◆ **TEXTE SOURCE**:
☆ ☆ ☆

«NOUS SOMMES DANS UNE SOCIÉTÉ DÉMISSIONNAIRE»
Entretien avec Fama Diagne Sène, écrivaine, grand prix du chef de l’Etat pour les lettres
Lauréate du Grand Prix du chef de l’Etat pour les Lettres de l’année 1997avec son premier roman, « Le chant des ténèbres », Fama Diagne Sène a depuis fait du chemin. Aujourd’hui, elle est l’auteure de plusieurs œuvres dont « Mbilème ou Le Baobab du Lion » qui a été publiée dans notre Cahier Ramadan et notre magazine du weekend. Au terme de la publication de ce recueil de théâtre, « Le Témoin » s’est entretenu avec la fille de Thiès. Entretien…
«Le chant des ténèbres » vous a consacré Grand Prix du Chef de l’Etat pour les Lettres. Comment écrit-on son premier roman ?
Je vous remercie vivement pour votre question. Avant de répondre, permettez-moi de saluer tous les lecteurs du quotidien « Le Témoin » et de les remercier pour leur fidélité tout au long du mois béni de ramadan et après. J’ai reçu de partout, du Sénégal et de la diaspora, des félicitations et des encouragements pour le texte « Mbilème » que beaucoup de lecteurs ont découvert à travers « Le cahier ramadan ». Merci au journal pour cet appui important pour la promotion de la littérature sénégalaise. Pour en revenir à votre question, je pus dire qu’écrire son premier roman est comme un accouchement. C’est long, c’est lent, c’est pénible. Plus d’une fois, on doute de soi-même et de ses capacités à devenir écrivain. Plus d’une fois, on est en confrontation avec le syndrome de la page blanche, avec une angoisse terrifiante de ne pas trouver les mots justes pour exprimer correctement ce que nous avons dans la tête. Il y a eu plus de cinq versions de ce roman. J’ai commencé son écriture, à peu près en 1989 et je l’ai publié en 1997, soit huit ans. A l’époque, il n’y avait pas beaucoup de maisons d’édition au Sénégal. Les Nouvelles Editions Africaines (NEAS) étaient l’une des meilleures au monde, avec un directeur de la publication, en la personne du philosophe Madieyna Ndiaye, qui était exceptionnel. Plus d’une fois, il m’a fait reprendre mon texte, me disant que je n’avais pas donné le meilleur de moi. « Il faut aller jusqu’au bout de toimême », m’avait –il dit. Je n’avais donc jamais baissé les bras. J’y avais cru fortement. Enfin, lorsque je lui ai apporté la dernière version, il me dit, après lecture, qu’il tenait entre ses mains, un roman capable de gagner le « Grand Prix ». Ce qui fut fait peu de temps après. Madieyna Ndiaye, nous a quittés récemment. Que Dieu l’accueille au Paradis. Je rends hommage à son professionnalisme. Pour écrire son premier texte et peut être même, tous les autres, il faut oublier le rythme des mois qui passent, se faire relire assez souvent, écouter les conseils et remettre sa plume à l’épreuve.
L’originalité de ce roman réside en son thème qui aborde la folie. Comment l’écrivain lucide a pu se retrouver dans cet univers ?

☆ ☆ ☆

◆ **LISTE DES DONNÉES**:
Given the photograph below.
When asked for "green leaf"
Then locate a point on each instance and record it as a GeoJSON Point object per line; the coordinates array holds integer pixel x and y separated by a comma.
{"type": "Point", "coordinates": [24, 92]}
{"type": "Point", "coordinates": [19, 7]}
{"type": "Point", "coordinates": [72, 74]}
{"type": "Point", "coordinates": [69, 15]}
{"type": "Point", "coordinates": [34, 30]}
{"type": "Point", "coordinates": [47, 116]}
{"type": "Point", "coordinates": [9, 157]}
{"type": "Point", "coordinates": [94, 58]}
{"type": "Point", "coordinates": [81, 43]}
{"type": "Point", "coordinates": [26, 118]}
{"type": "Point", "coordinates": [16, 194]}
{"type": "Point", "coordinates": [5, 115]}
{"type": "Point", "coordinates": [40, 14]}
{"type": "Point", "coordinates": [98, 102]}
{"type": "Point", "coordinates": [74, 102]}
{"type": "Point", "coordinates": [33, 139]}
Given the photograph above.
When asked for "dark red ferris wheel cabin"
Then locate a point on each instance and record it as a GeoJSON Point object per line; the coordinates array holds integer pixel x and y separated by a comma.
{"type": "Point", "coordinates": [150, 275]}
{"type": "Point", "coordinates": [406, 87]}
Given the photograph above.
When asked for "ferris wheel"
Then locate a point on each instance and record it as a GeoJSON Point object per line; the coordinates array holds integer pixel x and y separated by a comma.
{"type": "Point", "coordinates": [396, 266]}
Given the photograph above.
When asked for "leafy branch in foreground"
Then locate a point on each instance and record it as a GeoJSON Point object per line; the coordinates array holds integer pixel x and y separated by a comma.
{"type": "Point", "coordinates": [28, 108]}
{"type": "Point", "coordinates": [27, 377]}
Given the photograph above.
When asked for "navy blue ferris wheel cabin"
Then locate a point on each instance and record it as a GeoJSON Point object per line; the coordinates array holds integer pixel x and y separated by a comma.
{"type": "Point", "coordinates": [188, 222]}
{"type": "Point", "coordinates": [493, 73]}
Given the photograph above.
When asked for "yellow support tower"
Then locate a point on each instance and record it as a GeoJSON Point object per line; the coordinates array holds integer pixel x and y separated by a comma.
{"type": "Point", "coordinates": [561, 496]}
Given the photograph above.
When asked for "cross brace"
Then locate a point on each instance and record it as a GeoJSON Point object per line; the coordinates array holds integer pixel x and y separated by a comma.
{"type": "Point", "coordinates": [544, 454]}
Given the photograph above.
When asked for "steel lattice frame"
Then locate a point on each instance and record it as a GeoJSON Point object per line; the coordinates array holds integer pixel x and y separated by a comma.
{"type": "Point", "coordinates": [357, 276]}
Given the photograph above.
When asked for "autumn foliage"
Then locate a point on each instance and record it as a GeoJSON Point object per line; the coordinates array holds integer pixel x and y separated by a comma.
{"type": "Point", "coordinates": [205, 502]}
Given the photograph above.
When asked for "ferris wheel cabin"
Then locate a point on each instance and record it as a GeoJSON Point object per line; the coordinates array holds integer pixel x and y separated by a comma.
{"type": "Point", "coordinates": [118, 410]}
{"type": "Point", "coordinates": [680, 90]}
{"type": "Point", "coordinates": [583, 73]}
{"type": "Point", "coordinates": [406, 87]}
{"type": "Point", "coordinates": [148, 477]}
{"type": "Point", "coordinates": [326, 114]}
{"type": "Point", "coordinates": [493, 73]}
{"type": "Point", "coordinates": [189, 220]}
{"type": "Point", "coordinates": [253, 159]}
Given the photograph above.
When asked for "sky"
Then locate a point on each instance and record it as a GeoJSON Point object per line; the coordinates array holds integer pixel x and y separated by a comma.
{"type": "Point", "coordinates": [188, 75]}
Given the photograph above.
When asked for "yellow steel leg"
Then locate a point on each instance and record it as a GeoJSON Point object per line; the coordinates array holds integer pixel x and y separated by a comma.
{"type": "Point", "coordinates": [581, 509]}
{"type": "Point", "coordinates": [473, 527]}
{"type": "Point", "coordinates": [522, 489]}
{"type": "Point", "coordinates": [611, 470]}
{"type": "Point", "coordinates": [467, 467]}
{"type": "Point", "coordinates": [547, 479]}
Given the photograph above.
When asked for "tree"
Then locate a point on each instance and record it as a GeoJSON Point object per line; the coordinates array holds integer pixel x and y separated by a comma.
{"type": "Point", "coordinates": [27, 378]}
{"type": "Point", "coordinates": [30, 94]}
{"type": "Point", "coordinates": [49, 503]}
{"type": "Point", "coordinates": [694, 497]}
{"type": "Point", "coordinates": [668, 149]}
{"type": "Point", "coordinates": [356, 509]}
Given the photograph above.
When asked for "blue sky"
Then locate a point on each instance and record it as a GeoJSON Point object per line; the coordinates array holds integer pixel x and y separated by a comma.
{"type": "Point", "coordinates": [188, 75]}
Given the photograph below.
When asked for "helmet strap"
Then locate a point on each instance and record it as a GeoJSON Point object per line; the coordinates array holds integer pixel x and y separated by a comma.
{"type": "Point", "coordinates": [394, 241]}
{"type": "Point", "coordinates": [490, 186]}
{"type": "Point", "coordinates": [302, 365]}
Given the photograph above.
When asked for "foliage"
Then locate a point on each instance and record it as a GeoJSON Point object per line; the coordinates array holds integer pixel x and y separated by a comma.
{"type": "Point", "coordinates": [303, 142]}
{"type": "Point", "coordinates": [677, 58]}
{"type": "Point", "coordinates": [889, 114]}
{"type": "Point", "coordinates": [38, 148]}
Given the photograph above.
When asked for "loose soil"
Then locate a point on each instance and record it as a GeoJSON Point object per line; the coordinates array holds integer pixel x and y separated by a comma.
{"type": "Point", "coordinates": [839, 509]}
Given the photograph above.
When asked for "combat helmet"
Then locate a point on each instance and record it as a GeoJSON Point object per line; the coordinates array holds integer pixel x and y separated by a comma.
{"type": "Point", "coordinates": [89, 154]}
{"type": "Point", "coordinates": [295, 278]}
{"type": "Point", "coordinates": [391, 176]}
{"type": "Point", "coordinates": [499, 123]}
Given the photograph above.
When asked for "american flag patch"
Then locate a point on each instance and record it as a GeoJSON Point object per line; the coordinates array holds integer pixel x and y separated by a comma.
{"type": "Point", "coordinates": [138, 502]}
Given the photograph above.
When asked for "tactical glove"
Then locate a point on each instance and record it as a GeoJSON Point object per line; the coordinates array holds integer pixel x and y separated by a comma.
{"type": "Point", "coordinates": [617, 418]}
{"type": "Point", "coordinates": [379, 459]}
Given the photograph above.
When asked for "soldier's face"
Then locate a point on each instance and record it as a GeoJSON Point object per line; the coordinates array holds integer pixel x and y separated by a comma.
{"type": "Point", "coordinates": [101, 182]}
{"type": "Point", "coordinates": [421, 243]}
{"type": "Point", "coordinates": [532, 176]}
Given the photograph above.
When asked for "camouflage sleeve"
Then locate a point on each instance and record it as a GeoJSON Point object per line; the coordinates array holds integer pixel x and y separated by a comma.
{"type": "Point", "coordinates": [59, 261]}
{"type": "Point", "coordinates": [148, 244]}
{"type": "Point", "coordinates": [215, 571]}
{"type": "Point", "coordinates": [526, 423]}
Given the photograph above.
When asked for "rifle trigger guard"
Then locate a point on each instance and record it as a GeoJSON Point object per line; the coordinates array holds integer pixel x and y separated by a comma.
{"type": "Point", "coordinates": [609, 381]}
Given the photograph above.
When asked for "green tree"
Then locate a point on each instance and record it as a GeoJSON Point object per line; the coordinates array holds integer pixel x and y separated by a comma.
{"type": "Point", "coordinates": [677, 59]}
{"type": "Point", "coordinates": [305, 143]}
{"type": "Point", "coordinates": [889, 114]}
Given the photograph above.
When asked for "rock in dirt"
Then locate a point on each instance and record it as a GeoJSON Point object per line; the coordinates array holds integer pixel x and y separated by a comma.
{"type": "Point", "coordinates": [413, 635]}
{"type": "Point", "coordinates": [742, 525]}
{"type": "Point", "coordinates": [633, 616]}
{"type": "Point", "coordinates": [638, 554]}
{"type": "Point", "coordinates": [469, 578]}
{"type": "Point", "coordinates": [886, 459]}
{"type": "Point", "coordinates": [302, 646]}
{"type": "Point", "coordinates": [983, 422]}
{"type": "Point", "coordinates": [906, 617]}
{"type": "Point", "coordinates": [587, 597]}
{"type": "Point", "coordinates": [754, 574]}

☆ ☆ ☆

◆ **EXERCICES**:
A - D'après l'entretien, combien de versions du roman « Le chant des ténèbres » ont été écrites ?
B - Poursuivez l'entretien à partir de la dernière question posée.

◆ **RÉPONSES**:
A - Il y a eu plus de cinq versions de ce roman.

B -
C’était cela toute la difficulté de cette œuvre. Il y a eu dans l’histoire de la littérature, beaucoup de textes sur la folie, mais les auteurs faisaient du fou, un personnage secondaire de l’œuvre. Ils le racontaient à la troisième personne. Par contre dans ce roman, mon personnage, Madjigeen, est le personnage principal. Elle parle avec le « je ». Donc, c’est la folie vue de l’intérieur de la personne malade et cela était un grand défi. Se mettre dans la peau de Madjigueen n’était pas facile. C’est à ce moment que survient le génie de l’inspiration. Quand j’écrivais, j’étais vraiment malade mentale. Comment cela se faisait-il ? Je ne pus le dire. Comment l’écrivain lucide a pu se transformer en personne malade mentale, entrer dans le corps en mouvement de son professeur métamorphosé en un bloc de sang en mouvement, en ressortir et hanter tout son monde ? C’est en cela que réside le génie de l’écrivain. « La plume de l’écrivain est aux pensées ce que le filet du chasseur est aux papillons » nous dit Paul Carvel. C’est cela la magie de la plume. C’est en réussissant ce pari de la folie vue du dedans, que j’ai, il me semble, réussi ce roman.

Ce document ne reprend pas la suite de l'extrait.